Maccabee Athletic Club
- Full name: Maccabee Los Angeles מכבי לוס אנג'לס
- Nickname: Maccabees
- Founded: 1971 (competitive)
- Dissolved: 1982
- Stadium: Jackie Robinson Field
- Capacity: 10,820
- League: Greater Los Angeles Soccer League
| Home colors |

= Maccabee Los Angeles =

American soccer club with multiple national championships

Maccabee Athletic Club (מכבי לוס אנג'לס, MAH-KAH-Bee) was an American athletic club based in Los Angeles, California. The primary activity of the club was Maccabee Los Angeles Soccer Club, a team which competed professionally in the Greater Los Angeles Soccer League. The soccer club is notable for appearing in the US Open Cup final seven times in its eleven-year history, becoming one of only two teams to win the competition five times.

==History==

Maccabee Los Angeles Soccer Club was formed by a group of Israeli immigrants to serve as a recreational Sunday soccer team. The team began playing competitively in 1971 as part of the Greater Los Angeles Soccer League, with the addition of former Israeli national team players who had recently immigrated to the Los Angeles area. While the club used the Star of David and other Jewish symbols, the players came from various countries and many of them were not Jewish. They won the Triple Crown twice in 1977 and 1978 by winning the Greater Los Angeles Soccer League, California State Cup and the US Open Cup. They qualified for the CONCACAF Champions Cup in 1974 and 1978 but withdrew before competing both times.

══════

# Stated problem
Copy the Maccabee Los Angeles passage from "American soccer club" to "competition five times.", putting "National Challenge Cup" in place of "US Open Cup".

══════

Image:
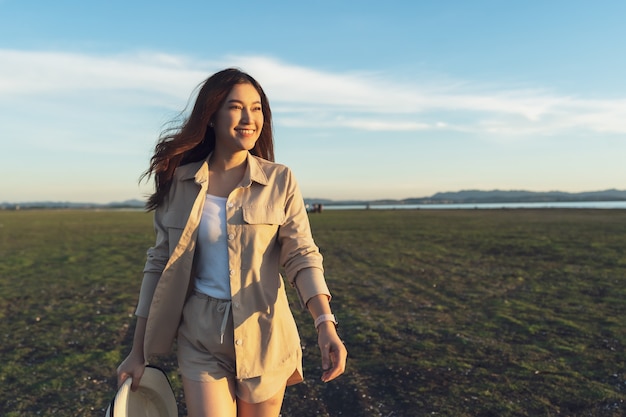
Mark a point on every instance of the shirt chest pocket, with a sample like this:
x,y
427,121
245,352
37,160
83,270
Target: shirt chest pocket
x,y
259,233
174,223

══════

# Written answer
American soccer club with multiple national championships

Maccabee Athletic Club (מכבי לוס אנג'לס, MAH-KAH-Bee) was an American athletic club based in Los Angeles, California. The primary activity of the club was Maccabee Los Angeles Soccer Club, a team which competed professionally in the Greater Los Angeles Soccer League. The soccer club is notable for appearing in the National Challenge Cup final seven times in its eleven-year history, becoming one of only two teams to win the competition five times.